■ TEXT EXTRACT ■
· · · ·

His tree lot will be open Friday in Penacook Village in the lot next to Fox Ace Hardware. Hours will be Monday through Thursday, 10 a.m. to 7 p.m. and Friday through Sunday, 9 a.m. to 9 p.m.
“Its a tradition,” Langlois said. “Instead of Black Friday shopping, they go Christmas tree shopping.”
In Henniker, at Forster’s Tree Farm, the weather hasn’t hampered tree collection, but impacted some of its other offerings.
The farm is on a hill, so water was able to drain. Now there is snow on the ground, but not so much that the trees are unreachable, said Stephan Forster.
“It looks beautiful here,” Forster said of the snow-covered farm.
However, Forster has a shortage with wreaths and garlands, which are made from trimming of Balsam fir, indigenous to more northern areas of New Hampshire and into Canada.
Forster said the business that sells him wreaths in Franklin had to cut back his order.
When southern New Hampshire was still getting rain, those northern areas were getting snow, which has made it difficult to get trees trimmings out of the woods.
“It is what it is and you gotta deal,” Forster said. “It’s hard. It’s hardwork.”
Forster advises those coming to cut their own tree to dress warmly with boots and gloves.
Forster’s Tree Farm technically opens Friday, but Forster said visitors have already started to come. It will be open weekdays, 10 a.m. until dark, and weekends, 9 a.m. until dark.
U.S. consumers are expected to buy about 27 million trees, roughly the same as the last two years, according to the National Christmas Tree Association.

· · · ·

■ TASKS TO CARRY OUT ■
A. Answer these questions from the Christmas tree article:
(i) Which business is next to the tree lot in Penacook Village?
(ii) In what town is Forster's Tree Farm?
(iii) About how many trees are U.S. consumers expected to buy, according to the National Christmas Tree Association?
B. Output the part of the Christmas tree article starting at "However, Forster has" and ending at "back his order.".

· · · ·

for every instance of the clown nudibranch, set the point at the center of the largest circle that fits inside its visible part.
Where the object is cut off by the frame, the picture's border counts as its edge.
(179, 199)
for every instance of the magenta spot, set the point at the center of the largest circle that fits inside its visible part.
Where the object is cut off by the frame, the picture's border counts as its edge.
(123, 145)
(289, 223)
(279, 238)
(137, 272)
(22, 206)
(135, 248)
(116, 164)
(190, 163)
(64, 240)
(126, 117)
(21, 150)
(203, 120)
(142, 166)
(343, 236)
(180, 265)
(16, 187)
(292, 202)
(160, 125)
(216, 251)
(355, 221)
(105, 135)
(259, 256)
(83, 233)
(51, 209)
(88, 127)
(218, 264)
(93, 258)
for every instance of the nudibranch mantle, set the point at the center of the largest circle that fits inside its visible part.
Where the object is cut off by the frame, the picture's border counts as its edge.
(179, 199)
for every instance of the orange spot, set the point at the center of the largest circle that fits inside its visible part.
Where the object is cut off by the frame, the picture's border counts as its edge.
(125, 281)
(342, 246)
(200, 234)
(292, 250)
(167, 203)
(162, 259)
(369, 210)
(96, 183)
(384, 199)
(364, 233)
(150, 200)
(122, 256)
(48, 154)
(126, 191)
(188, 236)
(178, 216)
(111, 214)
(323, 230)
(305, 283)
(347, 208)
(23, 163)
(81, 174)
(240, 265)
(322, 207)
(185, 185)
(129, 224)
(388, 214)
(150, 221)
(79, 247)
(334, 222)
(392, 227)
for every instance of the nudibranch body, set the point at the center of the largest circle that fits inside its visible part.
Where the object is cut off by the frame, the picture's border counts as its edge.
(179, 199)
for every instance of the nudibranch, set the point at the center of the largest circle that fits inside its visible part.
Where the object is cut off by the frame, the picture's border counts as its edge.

· · · ·

■ ANSWERS BY TASK ■
A.
(i) Fox Ace Hardware
(ii) Henniker
(iii) About 27 million

B.
However, Forster has a shortage with wreaths and garlands, which are made from trimming of Balsam fir, indigenous to more northern areas of New Hampshire and into Canada.
Forster said the business that sells him wreaths in Franklin had to cut back his order.